Objective:
Please update the listing starting at the line containing "Target = woman with face paint" and ending at the end of the listing, changing "face paint" to "body paint" and leaving everything else as it is. Give back only those lines.

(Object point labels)

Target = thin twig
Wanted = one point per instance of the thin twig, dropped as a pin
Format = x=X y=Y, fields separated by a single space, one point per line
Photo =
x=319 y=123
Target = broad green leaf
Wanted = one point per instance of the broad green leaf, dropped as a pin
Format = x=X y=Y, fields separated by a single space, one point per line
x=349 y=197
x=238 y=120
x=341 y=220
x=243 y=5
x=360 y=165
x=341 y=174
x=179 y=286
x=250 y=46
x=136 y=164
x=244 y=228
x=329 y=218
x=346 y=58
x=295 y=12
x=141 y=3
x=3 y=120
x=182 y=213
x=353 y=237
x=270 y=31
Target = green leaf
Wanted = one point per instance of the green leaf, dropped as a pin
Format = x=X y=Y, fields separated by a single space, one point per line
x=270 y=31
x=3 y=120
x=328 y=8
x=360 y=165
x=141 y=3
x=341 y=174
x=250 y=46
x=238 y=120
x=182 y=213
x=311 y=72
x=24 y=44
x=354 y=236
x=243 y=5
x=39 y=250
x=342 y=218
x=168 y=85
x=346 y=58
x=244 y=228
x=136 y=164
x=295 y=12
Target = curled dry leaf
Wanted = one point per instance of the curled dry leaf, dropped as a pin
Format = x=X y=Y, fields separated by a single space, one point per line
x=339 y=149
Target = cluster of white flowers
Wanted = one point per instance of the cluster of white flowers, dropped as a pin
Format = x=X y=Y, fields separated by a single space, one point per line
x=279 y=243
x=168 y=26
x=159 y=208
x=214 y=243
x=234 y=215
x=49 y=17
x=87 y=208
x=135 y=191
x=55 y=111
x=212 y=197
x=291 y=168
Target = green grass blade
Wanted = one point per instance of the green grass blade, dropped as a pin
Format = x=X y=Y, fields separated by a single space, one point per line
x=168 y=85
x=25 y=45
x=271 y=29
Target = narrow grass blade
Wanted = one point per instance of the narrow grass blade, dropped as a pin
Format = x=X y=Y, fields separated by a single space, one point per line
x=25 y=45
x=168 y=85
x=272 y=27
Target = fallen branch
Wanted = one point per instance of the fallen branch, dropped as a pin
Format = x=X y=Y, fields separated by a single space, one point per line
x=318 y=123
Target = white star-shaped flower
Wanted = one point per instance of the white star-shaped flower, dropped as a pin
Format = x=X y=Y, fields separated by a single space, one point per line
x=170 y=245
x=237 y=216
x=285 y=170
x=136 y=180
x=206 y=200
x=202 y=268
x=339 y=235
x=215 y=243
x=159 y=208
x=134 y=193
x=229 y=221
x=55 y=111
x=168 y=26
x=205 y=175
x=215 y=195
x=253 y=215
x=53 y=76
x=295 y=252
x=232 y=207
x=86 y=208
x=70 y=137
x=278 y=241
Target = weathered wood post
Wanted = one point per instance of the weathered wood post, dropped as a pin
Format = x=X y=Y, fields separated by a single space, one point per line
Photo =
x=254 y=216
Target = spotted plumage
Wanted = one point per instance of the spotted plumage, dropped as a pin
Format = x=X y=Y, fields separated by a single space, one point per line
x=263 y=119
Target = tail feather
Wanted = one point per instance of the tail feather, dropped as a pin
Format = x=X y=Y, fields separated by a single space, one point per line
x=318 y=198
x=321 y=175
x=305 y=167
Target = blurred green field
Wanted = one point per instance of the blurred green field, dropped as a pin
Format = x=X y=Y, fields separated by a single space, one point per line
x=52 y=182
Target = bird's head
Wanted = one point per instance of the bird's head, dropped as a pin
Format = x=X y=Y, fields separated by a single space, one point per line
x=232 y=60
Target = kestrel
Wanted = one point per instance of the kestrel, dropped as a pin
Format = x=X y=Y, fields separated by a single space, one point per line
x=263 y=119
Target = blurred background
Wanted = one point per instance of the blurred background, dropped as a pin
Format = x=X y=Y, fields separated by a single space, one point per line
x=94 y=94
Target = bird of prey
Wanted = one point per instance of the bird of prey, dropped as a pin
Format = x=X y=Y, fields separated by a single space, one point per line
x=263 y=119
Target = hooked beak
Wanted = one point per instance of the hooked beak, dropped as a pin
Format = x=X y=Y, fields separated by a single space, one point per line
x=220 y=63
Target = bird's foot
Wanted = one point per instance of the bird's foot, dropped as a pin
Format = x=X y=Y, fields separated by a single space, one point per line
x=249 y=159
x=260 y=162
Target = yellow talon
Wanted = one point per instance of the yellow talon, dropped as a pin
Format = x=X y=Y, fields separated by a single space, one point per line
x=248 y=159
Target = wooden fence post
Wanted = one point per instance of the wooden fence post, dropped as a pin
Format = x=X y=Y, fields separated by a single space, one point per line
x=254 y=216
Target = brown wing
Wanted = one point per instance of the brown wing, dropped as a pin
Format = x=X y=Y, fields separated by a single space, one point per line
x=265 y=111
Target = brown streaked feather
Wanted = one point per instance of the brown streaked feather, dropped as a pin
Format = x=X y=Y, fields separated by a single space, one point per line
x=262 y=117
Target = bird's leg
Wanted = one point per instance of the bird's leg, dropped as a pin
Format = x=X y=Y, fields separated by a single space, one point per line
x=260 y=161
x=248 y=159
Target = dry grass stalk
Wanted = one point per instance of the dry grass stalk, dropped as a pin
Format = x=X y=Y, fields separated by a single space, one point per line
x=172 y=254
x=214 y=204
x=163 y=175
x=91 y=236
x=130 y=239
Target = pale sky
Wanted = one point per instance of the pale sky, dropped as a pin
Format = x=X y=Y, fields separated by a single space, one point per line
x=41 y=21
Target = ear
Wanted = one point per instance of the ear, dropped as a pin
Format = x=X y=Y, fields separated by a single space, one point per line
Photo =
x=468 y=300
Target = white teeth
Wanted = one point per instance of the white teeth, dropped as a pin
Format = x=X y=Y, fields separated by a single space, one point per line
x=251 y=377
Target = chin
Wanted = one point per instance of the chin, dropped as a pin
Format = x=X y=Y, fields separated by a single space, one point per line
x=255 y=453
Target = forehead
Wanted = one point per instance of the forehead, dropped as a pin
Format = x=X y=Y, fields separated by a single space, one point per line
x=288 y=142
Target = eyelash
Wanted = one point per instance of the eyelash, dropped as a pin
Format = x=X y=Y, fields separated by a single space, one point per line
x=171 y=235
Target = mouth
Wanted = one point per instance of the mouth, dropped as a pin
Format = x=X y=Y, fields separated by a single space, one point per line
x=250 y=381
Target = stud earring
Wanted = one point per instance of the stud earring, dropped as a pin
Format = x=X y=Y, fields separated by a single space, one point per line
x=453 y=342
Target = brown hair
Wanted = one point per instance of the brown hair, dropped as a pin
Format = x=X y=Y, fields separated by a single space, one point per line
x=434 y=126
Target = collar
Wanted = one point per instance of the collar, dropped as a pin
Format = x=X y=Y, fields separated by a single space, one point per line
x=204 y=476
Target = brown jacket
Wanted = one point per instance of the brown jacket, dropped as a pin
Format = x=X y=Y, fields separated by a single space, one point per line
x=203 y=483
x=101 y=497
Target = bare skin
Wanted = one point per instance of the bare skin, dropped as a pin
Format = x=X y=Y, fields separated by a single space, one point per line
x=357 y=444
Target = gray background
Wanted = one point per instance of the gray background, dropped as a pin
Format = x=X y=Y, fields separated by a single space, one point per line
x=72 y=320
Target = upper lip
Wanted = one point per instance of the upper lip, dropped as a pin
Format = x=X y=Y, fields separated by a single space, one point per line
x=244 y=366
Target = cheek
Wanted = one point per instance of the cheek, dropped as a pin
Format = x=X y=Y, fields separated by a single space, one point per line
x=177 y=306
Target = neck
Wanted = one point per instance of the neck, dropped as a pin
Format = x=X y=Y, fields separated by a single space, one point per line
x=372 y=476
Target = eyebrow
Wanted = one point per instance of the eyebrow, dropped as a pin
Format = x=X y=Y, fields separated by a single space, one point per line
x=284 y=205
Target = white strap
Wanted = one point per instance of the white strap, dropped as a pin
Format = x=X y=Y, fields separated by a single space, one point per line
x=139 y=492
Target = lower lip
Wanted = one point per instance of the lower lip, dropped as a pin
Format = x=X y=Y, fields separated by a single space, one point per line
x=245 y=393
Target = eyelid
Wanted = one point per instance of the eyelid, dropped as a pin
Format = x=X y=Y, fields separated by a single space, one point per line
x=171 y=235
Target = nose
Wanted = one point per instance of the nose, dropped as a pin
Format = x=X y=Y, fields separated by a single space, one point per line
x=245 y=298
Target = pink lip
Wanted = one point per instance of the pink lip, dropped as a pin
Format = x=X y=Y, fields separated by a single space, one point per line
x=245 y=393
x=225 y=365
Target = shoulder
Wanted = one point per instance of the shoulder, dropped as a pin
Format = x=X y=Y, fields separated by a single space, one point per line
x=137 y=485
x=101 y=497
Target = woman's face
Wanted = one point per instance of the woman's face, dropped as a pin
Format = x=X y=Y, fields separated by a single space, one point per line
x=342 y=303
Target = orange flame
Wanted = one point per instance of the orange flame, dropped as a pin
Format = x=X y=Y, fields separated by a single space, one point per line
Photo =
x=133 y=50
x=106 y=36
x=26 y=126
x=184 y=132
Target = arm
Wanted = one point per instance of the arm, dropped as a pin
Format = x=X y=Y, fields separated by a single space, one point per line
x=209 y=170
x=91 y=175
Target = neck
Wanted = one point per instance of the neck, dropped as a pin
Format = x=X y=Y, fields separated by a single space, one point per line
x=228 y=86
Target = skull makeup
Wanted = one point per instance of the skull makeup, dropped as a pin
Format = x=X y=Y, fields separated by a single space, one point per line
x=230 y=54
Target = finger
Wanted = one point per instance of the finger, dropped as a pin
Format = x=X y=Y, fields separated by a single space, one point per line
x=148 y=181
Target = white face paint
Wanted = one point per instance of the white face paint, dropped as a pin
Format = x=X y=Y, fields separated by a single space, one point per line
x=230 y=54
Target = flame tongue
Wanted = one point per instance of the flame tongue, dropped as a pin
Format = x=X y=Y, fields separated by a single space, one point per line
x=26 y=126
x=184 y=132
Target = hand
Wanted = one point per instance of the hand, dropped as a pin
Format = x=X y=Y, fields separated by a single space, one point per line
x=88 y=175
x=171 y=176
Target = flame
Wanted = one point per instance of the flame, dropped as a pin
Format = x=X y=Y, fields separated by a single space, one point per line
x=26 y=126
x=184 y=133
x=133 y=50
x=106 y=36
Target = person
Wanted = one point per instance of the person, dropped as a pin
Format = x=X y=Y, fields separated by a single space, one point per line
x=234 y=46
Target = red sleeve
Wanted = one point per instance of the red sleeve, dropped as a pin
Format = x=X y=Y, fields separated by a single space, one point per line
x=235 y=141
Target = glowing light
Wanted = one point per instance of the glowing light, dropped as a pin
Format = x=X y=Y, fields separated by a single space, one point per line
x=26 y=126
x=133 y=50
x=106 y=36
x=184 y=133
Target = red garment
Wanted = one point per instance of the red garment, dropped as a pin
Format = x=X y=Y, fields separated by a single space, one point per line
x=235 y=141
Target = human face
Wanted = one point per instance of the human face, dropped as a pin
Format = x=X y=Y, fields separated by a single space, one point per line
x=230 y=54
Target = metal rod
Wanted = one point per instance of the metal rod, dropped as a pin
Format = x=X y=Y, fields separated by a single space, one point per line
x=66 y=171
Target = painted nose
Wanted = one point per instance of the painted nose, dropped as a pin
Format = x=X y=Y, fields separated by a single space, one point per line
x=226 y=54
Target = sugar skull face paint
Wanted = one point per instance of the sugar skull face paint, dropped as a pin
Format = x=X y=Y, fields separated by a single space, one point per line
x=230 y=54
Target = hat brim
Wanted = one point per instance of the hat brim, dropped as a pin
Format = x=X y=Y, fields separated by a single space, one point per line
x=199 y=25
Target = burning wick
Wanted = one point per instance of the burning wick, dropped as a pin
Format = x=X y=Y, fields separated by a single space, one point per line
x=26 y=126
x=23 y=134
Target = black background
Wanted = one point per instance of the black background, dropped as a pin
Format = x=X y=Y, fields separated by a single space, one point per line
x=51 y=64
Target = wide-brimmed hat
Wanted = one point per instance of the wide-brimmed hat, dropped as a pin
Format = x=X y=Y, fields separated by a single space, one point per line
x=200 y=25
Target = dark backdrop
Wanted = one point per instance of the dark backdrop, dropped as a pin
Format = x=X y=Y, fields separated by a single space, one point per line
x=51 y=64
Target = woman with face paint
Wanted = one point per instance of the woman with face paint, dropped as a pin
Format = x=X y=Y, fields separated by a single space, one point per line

Answer:
Target = woman with body paint
Wanted = one point per instance of the woman with body paint, dropped as a pin
Format = x=X y=Y, fields separated by a single space, one point per line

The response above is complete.